WHAT YOU SHOULD DO: Copy every line of the rows below that contains the string "outline". Case counts, so only lines that match its capitalization qualify.

PROVIDED RECORDS:
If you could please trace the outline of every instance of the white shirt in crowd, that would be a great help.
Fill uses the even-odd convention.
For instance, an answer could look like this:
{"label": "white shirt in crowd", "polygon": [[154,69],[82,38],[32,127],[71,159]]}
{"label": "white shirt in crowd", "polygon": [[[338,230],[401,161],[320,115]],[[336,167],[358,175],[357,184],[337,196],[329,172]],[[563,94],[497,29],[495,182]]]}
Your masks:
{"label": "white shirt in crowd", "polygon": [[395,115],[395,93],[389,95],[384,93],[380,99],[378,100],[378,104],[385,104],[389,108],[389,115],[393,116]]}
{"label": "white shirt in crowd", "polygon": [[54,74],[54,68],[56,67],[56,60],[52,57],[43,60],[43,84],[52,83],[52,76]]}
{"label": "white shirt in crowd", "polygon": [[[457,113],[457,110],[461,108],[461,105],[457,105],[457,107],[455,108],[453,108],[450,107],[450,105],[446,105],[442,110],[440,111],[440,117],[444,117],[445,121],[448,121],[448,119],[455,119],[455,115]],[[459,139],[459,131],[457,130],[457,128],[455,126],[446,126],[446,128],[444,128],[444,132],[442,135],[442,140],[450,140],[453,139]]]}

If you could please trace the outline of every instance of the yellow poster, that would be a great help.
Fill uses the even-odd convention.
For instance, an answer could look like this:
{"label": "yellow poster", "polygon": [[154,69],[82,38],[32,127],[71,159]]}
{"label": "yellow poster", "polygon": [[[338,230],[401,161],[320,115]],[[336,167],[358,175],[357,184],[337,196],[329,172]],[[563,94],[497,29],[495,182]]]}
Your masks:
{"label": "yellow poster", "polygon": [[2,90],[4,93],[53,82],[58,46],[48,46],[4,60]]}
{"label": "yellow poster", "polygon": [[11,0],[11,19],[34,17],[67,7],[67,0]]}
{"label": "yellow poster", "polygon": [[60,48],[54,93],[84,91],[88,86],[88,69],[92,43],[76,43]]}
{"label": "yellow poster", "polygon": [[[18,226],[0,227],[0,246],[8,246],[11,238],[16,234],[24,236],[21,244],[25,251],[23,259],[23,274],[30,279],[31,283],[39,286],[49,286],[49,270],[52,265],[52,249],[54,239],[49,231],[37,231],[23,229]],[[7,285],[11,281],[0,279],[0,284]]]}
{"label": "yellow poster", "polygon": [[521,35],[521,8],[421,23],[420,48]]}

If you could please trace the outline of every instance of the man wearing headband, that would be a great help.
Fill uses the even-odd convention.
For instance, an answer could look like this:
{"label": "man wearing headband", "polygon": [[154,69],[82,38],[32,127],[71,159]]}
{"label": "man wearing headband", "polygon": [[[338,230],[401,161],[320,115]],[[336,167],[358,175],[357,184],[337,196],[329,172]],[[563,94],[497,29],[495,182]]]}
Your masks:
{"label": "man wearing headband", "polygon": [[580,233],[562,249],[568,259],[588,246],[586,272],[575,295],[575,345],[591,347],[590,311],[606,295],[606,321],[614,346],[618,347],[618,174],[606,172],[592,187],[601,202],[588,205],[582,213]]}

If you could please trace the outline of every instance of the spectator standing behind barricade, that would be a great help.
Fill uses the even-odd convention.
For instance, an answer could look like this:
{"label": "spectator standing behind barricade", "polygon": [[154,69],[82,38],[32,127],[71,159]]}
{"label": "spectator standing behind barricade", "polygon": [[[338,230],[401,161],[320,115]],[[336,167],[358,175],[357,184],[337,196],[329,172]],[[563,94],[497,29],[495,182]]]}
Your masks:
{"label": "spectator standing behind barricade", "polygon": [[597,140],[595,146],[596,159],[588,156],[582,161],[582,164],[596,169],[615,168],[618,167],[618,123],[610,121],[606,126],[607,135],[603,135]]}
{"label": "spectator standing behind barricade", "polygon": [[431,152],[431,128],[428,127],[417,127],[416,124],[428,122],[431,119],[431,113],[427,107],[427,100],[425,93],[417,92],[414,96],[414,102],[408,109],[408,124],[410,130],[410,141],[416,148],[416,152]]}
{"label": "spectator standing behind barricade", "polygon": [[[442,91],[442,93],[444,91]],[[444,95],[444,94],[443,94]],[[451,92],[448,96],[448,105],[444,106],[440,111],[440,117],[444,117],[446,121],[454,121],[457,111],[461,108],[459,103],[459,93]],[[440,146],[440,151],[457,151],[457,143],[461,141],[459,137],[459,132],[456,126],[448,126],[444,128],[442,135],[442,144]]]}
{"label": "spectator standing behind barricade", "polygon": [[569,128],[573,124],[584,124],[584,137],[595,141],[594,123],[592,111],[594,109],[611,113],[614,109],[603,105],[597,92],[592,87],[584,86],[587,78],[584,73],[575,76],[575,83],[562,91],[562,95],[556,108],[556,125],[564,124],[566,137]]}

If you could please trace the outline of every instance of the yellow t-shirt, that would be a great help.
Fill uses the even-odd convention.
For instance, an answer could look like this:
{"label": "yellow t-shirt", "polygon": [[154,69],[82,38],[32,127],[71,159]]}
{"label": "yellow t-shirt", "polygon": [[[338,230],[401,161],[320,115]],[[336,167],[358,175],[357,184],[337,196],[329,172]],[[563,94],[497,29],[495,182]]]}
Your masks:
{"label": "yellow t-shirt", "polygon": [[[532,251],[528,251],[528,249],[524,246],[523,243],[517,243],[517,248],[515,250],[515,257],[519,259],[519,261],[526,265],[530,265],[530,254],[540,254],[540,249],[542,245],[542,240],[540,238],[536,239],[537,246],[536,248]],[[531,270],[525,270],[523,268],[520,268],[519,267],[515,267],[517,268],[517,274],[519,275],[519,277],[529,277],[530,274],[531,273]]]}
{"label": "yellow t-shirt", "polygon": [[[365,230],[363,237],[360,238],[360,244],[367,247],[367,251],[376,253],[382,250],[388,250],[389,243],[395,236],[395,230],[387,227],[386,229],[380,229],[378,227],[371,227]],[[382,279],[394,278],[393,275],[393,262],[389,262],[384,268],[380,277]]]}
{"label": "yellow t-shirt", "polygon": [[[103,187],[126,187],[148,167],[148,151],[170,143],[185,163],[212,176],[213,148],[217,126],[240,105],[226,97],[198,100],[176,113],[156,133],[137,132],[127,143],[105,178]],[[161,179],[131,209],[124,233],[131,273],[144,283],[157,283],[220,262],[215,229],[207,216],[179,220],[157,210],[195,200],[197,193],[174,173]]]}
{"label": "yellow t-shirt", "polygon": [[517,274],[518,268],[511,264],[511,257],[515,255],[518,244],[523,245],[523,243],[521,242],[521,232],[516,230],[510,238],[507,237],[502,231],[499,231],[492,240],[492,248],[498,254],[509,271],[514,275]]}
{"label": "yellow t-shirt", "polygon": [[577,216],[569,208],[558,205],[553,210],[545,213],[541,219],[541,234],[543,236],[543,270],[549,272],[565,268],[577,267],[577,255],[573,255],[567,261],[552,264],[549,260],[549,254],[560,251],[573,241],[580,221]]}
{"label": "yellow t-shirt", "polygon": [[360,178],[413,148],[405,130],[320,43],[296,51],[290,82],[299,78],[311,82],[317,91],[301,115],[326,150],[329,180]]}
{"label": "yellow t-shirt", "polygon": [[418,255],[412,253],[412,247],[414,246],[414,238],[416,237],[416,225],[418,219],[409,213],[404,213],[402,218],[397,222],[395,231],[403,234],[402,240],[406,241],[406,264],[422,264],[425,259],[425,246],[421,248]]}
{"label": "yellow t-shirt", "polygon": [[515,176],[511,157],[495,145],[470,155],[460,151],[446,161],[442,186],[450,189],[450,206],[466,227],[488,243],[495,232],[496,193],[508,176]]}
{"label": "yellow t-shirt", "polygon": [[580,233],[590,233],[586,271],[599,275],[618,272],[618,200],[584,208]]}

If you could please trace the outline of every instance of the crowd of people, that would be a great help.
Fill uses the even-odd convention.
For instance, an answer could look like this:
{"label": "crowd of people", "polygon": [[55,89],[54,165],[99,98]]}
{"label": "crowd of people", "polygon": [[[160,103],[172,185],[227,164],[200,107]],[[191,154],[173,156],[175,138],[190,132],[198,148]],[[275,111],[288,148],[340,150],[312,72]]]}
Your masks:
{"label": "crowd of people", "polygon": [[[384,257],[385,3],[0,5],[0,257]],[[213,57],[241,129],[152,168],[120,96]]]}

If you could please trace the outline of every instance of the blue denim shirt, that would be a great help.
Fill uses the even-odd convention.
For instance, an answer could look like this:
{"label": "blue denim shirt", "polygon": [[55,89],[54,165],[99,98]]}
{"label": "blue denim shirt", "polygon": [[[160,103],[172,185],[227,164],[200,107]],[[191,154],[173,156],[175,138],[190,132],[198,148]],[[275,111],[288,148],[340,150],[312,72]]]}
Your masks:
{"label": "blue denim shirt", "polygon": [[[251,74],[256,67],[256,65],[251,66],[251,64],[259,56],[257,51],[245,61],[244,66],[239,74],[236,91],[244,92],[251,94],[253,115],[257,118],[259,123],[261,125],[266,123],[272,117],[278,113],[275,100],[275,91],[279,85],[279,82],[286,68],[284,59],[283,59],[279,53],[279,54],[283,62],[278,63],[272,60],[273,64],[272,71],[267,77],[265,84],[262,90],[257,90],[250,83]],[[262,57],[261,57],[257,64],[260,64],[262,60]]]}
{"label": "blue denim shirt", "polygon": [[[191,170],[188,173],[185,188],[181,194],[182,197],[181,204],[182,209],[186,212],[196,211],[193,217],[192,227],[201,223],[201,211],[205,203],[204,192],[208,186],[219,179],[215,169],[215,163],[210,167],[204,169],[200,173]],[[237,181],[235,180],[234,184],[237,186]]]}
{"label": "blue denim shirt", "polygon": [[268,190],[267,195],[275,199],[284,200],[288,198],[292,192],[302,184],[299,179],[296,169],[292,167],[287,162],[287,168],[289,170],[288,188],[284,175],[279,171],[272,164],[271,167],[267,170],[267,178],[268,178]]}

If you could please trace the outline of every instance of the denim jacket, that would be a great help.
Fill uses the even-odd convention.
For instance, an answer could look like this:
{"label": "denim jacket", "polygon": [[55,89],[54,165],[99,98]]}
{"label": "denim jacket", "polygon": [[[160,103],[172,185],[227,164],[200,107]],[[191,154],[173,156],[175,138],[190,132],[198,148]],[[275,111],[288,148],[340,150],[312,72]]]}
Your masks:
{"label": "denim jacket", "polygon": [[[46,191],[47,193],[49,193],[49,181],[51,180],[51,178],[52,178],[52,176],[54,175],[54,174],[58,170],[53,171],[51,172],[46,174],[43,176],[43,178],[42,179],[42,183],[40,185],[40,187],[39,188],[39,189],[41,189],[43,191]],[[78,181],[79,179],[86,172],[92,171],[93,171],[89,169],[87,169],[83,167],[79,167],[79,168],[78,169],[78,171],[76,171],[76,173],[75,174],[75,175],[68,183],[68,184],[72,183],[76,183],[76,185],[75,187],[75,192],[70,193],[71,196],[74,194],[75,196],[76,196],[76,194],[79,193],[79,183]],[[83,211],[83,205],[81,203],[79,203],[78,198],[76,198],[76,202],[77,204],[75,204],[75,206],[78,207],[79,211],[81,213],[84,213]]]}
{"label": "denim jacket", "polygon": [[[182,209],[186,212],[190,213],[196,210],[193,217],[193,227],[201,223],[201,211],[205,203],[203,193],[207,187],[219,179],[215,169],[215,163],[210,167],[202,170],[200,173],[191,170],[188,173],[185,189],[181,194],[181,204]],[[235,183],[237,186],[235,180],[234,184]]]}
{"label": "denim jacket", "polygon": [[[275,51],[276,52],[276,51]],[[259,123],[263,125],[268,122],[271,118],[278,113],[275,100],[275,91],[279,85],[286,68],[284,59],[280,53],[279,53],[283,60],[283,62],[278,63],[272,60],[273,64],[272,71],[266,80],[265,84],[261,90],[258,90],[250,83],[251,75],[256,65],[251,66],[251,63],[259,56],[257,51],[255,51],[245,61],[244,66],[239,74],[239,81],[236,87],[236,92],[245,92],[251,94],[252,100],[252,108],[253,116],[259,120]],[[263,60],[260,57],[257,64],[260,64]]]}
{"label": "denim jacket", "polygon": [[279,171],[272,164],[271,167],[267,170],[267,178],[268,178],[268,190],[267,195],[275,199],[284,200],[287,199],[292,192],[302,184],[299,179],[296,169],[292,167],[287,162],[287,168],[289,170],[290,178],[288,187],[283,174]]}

EXERCISE ANSWER:
If you could please trace the outline of every instance of the white shirt in crowd, that would be a great help.
If you could please trace the outline of every instance of the yellow poster, that would be a great help.
If you could please trace the outline of every instance of the man wearing headband, that would be a great help.
If you could please trace the outline of every instance of the spectator standing behind barricade, that would be a great help.
If you could please trace the outline of every instance of the yellow t-shirt, that would be a great help.
If you could please trace the outline of every instance of the crowd of people, that would be a great help.
If you could please trace the outline of every instance of the blue denim shirt, that would be a great help.
If you could please trace the outline of every instance of the denim jacket, that would be a great help.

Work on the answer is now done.